EXCERPT:

Following his no doubt performative reading, which according to the BDH was met with cheers and applause, “Doumani reiterated students’ calls for divestment.”
It is of course possible that Awartani has quite amazing powers of pain suppression, concentration, and compartmentalization. That would explain why, within an extremely short time after a bullet entered his spine, he was able to compose the above notwithstanding whatever pain he was experiencing, whatever medications he was receiving and the effects of whatever IVs and other medical devices were being used to keep him alive.
It also is possible that Doumani composed the message on his way to Awartani’s hospital bed in Burlington or at the hospital, read it to a seriously injured young man, and maybe even gotten Awartani to sign it or give his permission to use it and describe it as his. That of course, would have been an entirely irresponsible, entirely inexcusable, entirely unethical abuse of Doumani’s position and power and be cause for very serious consequences to follow. But given the long, well-documented history of the extent to which supporters and enablers of Hamas/Palestinians like Doumani have dissembled, told half-truths and lied to advance their cause it cannot be ruled out as a possibility. One need only recall the Al-Ahli Hospital explosion of October 17. Even the rabidly anti-Israel NGO Human Rights Watch has concluded that the explosion “resulted from an apparent rocket-propelled munition, such as those commonly used by Palestinian armed groups”. Has Doumani yet recanted his position on that or does he still maintain that Israel fired on the hospital?
Notwithstanding the circumstances, the BDH apparently never thought to question the provenance of the Awartani message. There would have been no reason for any reporter or editor to do so - the message fits the BDH-approved narrative perfectly.
Once again, what happened to those three young men in Burlington, VT last Saturday was a horrible tragedy whether or not it was a hate crime. Hopefully all three will recover fully and promptly.

Region pointing data:
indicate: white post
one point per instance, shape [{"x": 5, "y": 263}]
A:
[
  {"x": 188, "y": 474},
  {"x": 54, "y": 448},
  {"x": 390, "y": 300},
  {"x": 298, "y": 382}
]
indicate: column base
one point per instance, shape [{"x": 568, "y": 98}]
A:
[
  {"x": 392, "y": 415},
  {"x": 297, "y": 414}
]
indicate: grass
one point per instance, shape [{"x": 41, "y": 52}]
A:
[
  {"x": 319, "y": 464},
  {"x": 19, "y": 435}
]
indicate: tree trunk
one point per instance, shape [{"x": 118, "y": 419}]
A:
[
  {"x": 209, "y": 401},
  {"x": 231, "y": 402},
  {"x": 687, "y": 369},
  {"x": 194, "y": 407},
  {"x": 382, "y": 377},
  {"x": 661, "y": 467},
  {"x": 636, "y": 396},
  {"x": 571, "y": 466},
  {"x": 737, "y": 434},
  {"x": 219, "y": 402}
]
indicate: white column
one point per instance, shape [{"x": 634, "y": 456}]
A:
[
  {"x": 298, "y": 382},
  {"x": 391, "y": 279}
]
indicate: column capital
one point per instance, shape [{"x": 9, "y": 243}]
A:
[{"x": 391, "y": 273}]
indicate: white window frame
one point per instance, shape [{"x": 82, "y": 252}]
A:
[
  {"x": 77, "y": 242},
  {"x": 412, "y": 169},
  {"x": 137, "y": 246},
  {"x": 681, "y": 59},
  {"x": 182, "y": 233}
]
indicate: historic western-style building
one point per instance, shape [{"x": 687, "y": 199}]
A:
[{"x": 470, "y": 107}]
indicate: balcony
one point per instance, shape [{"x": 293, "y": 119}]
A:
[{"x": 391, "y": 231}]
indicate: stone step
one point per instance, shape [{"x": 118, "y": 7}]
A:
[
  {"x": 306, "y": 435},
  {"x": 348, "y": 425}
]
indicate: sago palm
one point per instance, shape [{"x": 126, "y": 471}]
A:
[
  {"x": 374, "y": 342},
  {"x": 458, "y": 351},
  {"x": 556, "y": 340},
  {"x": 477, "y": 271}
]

WHAT IS NEEDED:
List every power that the excerpt about the Awartani message says Awartani might possess. This material is independent of the excerpt above.

TASK OUTPUT:
- Pain suppression
- Concentration
- Compartmentalization